TO BE DONE:
Extract exactly and only the lines of the data below, starting at the line with "like (90, 60)." and stopping after the final line.

-------- RECORD EXTRACTS

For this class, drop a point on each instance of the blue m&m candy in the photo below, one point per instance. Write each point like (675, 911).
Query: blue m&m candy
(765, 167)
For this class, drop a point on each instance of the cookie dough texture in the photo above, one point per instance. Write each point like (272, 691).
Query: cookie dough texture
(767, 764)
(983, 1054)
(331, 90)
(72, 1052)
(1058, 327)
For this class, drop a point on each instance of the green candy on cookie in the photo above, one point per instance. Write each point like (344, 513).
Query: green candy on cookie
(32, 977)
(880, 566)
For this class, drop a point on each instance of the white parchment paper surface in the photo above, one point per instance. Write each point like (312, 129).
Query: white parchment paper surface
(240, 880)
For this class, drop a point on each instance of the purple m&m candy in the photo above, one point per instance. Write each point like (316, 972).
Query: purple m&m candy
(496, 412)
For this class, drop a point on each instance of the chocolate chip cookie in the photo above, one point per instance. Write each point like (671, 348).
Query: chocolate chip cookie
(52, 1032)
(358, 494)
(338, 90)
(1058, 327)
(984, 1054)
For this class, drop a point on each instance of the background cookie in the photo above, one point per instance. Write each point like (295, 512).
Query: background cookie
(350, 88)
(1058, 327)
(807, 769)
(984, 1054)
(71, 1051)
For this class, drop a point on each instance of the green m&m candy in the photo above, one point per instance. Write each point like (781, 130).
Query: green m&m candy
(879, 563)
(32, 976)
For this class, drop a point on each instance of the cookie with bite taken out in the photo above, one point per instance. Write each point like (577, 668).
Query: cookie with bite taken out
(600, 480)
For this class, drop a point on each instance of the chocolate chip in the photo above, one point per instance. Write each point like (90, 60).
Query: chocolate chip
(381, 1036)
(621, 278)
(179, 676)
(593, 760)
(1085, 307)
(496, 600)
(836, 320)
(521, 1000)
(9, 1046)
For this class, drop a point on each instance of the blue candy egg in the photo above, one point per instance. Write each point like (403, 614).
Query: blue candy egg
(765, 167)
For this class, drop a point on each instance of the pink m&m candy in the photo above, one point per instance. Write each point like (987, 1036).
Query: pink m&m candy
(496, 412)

----------------

EXERCISE RESPONSE:
For this class, drop a point on each instance of the chocolate chip in the photo above, one point per instance. Write each point like (90, 60).
Query: chocolate chip
(381, 1036)
(621, 278)
(179, 676)
(593, 760)
(1085, 307)
(496, 600)
(836, 320)
(521, 1000)
(9, 1046)
For this class, drop a point on each instance of the blue candy egg in the photo above, one point per instance. Write each point like (403, 614).
Query: blue candy egg
(765, 167)
For this class, drop a point on each instance of the pink m&m candy in the photo above, one point per instance. Write each point like (987, 1036).
Query: pink m&m candy
(496, 412)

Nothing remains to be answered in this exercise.